# EXERCISE PROMPT
The answer must consist solely of the lines from the one containing "237L411 253L425 255V250L432" to the end of the entries below, repeated exactly.

# INPUT DATA
%%

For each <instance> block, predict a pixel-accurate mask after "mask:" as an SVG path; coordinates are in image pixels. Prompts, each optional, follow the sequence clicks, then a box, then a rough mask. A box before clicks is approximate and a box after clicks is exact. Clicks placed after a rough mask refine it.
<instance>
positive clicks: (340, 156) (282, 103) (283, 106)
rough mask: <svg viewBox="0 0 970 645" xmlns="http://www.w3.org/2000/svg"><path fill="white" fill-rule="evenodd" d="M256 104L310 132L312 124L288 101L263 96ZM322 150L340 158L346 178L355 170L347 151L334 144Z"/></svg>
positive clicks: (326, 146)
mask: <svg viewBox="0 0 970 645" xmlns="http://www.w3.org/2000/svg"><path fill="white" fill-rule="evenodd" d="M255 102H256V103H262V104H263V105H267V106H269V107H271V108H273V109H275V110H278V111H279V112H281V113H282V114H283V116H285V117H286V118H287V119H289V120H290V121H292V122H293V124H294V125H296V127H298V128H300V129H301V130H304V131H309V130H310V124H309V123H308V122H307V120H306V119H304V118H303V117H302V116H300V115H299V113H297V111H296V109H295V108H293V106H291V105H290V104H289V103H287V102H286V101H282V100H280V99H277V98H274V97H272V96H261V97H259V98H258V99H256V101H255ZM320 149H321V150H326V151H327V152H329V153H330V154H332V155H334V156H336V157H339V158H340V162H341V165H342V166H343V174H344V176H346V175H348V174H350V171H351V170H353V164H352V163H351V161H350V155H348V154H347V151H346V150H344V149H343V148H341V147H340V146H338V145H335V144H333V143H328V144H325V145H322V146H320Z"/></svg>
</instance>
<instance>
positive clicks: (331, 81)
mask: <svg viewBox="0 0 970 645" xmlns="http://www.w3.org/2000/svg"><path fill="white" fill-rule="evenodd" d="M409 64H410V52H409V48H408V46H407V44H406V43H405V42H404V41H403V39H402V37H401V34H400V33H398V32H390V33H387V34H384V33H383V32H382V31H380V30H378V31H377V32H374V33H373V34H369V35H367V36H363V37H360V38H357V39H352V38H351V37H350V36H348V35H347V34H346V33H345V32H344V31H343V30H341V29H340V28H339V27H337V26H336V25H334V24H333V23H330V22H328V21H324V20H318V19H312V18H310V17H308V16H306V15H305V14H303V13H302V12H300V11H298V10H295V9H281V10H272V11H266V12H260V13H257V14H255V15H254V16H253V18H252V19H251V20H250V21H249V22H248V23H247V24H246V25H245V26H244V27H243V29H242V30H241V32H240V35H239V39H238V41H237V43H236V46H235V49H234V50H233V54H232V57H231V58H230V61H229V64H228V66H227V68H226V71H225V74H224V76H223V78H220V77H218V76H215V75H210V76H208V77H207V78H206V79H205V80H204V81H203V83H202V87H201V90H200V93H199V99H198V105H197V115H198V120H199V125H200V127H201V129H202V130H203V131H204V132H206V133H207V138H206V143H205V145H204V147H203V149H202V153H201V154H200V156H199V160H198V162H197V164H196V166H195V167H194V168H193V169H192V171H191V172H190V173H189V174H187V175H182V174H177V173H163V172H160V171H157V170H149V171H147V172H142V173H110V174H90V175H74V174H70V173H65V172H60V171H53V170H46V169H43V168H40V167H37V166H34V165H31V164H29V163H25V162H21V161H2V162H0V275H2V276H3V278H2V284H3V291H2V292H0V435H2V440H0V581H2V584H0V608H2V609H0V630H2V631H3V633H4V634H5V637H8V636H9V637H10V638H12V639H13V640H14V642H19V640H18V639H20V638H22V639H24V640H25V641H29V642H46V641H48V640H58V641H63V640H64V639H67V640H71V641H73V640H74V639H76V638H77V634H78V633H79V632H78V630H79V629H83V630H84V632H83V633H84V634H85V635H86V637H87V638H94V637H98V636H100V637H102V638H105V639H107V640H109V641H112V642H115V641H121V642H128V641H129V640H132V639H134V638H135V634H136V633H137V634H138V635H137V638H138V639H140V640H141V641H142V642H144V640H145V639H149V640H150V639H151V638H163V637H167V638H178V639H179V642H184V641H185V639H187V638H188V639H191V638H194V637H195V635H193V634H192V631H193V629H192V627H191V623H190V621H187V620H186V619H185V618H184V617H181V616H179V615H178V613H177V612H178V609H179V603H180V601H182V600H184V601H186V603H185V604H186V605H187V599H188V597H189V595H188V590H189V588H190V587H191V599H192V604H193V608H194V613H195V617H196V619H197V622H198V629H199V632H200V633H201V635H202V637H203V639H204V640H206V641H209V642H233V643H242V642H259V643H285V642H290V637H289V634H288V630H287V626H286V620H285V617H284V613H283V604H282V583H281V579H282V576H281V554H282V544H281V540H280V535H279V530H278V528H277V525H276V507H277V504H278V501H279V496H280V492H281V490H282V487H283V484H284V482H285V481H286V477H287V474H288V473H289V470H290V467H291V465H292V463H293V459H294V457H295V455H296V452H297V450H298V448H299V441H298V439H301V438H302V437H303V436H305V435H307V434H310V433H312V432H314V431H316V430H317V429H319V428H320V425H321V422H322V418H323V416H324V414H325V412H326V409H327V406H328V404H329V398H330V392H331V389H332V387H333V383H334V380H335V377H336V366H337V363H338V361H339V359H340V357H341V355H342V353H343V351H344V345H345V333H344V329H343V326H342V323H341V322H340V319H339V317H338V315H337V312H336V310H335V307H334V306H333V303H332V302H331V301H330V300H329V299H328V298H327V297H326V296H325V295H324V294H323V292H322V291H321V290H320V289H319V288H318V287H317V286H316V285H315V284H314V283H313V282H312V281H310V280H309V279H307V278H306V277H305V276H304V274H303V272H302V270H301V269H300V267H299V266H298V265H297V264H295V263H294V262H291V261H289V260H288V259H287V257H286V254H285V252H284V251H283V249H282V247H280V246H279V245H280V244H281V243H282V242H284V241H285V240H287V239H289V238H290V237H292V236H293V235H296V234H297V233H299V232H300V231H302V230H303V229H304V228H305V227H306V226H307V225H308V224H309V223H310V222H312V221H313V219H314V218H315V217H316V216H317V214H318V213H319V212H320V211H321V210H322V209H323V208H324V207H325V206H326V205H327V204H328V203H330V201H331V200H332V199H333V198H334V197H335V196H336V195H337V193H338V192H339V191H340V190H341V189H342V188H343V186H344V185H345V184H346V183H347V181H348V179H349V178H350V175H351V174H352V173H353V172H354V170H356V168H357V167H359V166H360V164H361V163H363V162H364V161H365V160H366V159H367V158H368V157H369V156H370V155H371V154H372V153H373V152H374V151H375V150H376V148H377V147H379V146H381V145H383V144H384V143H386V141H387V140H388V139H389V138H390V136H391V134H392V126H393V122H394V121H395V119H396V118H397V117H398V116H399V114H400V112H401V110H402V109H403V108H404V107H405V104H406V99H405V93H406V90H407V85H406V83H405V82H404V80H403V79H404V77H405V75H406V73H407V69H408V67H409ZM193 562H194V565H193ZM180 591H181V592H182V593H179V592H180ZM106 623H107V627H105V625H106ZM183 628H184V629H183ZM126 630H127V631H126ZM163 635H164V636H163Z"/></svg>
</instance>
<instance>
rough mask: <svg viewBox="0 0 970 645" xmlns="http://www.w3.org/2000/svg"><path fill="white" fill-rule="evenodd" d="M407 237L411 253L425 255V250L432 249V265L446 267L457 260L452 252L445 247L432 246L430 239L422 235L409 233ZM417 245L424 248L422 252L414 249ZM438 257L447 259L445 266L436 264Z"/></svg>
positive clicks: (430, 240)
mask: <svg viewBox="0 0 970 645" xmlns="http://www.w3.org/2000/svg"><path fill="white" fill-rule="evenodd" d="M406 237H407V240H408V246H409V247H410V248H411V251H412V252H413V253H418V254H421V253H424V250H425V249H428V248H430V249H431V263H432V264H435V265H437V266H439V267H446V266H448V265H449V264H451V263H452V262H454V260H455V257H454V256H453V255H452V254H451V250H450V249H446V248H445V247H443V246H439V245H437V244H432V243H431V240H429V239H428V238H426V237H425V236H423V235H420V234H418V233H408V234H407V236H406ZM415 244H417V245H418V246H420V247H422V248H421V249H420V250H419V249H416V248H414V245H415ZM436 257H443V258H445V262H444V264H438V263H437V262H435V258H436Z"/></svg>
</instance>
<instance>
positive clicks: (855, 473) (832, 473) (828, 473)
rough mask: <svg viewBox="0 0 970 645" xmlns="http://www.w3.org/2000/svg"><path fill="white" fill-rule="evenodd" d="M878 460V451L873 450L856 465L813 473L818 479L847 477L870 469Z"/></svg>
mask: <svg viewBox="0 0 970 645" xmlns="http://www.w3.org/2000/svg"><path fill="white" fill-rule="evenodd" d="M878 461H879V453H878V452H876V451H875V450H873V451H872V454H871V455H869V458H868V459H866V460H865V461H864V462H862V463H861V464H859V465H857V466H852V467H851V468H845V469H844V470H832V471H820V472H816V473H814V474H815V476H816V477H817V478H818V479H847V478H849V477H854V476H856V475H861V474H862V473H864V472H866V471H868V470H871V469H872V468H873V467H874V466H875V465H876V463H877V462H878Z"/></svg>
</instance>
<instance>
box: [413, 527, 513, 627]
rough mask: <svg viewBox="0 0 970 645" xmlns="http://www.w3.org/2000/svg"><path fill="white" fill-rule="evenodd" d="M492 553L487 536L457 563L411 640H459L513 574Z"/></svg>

%%

# TASK ANSWER
rough mask: <svg viewBox="0 0 970 645" xmlns="http://www.w3.org/2000/svg"><path fill="white" fill-rule="evenodd" d="M407 237L411 253L425 255V250L432 249V265L446 267L457 260L452 252L445 247L432 246L430 239L422 235L409 233ZM417 245L424 248L422 252L414 249ZM438 257L447 259L445 266L436 264Z"/></svg>
positive clicks: (430, 240)
mask: <svg viewBox="0 0 970 645" xmlns="http://www.w3.org/2000/svg"><path fill="white" fill-rule="evenodd" d="M406 237H407V240H408V246H409V247H410V248H411V251H412V252H413V253H418V254H421V253H424V250H425V249H428V248H430V249H431V263H432V264H435V265H437V266H439V267H446V266H448V265H449V264H451V263H452V262H454V260H455V257H454V256H453V255H452V254H451V250H450V249H446V248H445V247H443V246H439V245H437V244H432V243H431V240H429V239H428V238H426V237H425V236H423V235H420V234H418V233H408V234H407V236H406ZM415 244H417V245H418V246H420V247H422V248H421V249H420V250H419V249H416V248H414V245H415ZM436 257H443V258H445V262H444V264H438V263H437V262H435V258H436Z"/></svg>
</instance>
<instance>
positive clicks: (855, 473) (832, 473) (828, 473)
rough mask: <svg viewBox="0 0 970 645" xmlns="http://www.w3.org/2000/svg"><path fill="white" fill-rule="evenodd" d="M878 460V451L873 450L856 465L813 473L818 479L847 477L870 469Z"/></svg>
mask: <svg viewBox="0 0 970 645" xmlns="http://www.w3.org/2000/svg"><path fill="white" fill-rule="evenodd" d="M878 461H879V453H878V452H876V451H875V450H873V451H872V454H871V455H869V458H868V459H866V460H865V461H864V462H862V463H861V464H859V465H857V466H852V467H851V468H845V469H844V470H832V471H820V472H816V473H814V474H815V476H816V477H817V478H818V479H847V478H849V477H854V476H856V475H861V474H862V473H864V472H866V471H868V470H871V469H872V468H873V467H874V466H875V465H876V463H877V462H878Z"/></svg>
</instance>
<instance>
box: [413, 527, 513, 627]
rough mask: <svg viewBox="0 0 970 645" xmlns="http://www.w3.org/2000/svg"><path fill="white" fill-rule="evenodd" d="M492 553L487 536L457 563L411 640H459L513 574Z"/></svg>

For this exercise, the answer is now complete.